• _EXERCISE BRIEF_
All lines from the line containing "every white paint" up to and including the last line of the listing below should be echoed exactly; no other lines belong in the response.

• _INFORMATION SHOWN_
* * * * * * * * *

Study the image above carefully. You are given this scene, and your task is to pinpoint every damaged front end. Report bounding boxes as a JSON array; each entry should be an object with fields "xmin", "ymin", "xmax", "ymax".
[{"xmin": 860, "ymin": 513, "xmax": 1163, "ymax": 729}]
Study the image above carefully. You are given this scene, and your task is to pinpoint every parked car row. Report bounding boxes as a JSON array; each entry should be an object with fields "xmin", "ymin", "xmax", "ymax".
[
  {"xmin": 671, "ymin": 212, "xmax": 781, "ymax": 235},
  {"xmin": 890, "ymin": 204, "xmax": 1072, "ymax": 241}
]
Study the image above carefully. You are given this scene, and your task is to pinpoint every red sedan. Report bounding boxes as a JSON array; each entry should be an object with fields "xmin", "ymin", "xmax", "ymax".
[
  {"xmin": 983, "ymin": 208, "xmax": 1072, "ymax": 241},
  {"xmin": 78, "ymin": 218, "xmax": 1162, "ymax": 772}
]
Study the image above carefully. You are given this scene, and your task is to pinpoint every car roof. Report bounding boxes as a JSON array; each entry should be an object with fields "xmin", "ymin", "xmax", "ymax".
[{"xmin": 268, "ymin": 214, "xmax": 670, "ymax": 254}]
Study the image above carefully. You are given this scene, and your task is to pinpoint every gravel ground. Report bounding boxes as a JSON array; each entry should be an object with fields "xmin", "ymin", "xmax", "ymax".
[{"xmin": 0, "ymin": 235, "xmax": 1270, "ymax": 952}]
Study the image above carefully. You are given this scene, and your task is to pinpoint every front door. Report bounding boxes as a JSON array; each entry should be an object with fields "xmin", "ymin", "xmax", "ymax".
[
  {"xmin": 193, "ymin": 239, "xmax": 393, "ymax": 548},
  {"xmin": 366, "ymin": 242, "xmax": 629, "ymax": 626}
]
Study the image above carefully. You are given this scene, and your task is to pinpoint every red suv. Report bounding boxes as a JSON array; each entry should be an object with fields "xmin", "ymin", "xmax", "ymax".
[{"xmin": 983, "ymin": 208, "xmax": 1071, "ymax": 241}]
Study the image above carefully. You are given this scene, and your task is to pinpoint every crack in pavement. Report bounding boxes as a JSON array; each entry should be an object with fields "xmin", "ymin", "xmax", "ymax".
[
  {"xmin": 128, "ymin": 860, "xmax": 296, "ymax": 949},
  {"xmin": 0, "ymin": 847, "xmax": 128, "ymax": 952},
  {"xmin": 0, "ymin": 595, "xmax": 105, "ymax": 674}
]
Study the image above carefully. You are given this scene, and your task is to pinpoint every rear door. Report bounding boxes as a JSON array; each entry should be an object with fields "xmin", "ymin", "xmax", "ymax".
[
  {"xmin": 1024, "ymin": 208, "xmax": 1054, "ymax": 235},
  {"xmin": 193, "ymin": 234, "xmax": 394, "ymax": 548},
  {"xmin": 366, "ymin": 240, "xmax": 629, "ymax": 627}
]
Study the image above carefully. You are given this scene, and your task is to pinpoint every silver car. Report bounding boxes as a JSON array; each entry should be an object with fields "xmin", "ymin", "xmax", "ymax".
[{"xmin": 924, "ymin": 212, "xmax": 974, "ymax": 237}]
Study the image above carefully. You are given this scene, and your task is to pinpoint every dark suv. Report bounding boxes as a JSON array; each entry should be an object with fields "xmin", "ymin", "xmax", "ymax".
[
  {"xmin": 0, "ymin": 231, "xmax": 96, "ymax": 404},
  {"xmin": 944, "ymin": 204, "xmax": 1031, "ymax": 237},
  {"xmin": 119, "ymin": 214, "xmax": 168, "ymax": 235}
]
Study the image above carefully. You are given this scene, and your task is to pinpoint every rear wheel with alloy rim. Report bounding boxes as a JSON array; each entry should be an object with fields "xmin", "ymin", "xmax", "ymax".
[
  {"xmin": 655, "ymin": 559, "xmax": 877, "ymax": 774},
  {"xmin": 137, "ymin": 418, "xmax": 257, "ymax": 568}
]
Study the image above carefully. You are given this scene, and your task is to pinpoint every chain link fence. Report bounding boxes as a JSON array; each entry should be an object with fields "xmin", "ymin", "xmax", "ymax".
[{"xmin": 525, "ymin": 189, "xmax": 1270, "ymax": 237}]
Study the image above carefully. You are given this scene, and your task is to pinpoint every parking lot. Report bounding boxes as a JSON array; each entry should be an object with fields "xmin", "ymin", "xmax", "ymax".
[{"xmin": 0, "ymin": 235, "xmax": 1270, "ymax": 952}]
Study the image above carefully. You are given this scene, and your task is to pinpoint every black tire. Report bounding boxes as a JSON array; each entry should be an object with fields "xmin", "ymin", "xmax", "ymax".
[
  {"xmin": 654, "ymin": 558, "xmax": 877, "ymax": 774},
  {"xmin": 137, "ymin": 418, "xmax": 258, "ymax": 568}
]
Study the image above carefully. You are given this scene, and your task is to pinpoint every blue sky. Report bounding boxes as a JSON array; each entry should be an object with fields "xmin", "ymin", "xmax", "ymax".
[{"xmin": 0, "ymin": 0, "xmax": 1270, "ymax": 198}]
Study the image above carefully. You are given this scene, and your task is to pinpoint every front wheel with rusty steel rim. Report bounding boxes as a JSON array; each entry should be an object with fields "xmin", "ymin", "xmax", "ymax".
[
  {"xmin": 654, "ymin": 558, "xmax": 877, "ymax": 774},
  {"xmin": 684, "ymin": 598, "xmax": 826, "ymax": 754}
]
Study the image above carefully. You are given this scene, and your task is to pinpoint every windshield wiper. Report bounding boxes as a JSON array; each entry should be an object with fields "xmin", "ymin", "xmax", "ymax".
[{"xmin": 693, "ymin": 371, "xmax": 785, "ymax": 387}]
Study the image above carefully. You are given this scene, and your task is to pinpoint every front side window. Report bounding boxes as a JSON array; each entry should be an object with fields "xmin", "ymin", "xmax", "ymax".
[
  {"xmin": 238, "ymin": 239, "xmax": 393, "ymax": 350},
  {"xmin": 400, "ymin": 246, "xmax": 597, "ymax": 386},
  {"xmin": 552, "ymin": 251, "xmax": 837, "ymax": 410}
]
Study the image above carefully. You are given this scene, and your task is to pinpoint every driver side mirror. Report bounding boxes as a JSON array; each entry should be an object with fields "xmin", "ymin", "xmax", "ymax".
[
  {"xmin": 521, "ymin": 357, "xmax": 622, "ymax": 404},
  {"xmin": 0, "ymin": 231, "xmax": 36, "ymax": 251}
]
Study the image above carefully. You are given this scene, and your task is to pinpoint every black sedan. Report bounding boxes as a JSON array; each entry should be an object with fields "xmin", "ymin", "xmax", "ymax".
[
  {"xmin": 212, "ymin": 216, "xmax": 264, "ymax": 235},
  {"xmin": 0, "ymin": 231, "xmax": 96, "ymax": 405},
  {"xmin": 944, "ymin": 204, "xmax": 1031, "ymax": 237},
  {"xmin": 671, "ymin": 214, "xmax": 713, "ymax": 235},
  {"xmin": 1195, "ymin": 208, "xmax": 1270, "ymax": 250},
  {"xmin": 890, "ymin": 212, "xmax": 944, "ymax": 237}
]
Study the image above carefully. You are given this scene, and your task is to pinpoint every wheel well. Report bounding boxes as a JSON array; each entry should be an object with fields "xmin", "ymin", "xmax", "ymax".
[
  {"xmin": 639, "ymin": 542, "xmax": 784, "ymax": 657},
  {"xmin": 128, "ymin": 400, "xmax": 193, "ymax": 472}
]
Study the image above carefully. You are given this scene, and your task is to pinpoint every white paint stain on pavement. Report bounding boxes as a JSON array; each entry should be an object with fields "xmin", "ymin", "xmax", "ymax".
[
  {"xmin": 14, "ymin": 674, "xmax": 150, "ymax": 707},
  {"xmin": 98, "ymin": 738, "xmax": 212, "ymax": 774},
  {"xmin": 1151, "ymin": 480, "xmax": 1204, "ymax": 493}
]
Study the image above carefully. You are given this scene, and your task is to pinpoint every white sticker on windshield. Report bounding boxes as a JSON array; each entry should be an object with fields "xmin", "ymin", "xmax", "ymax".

* * * * * * * * *

• _OUTPUT FOR THIS EXERCISE_
Study the image above carefully. You are given this scene, and your task is to pinpoint every white paint stain on pavement. Report bounding boxes as a JSON array; each entry should be an object with fields "xmin", "ymin", "xmax", "ymax".
[
  {"xmin": 14, "ymin": 674, "xmax": 150, "ymax": 707},
  {"xmin": 98, "ymin": 738, "xmax": 212, "ymax": 774},
  {"xmin": 1151, "ymin": 480, "xmax": 1204, "ymax": 493}
]
Study the image above carefully. You are given this scene, and your task is to pinpoint every white sticker on windshield. Report bounding boxes as a JSON array; each entry should be an object with fields "xmin", "ymin", "xmax", "ymax".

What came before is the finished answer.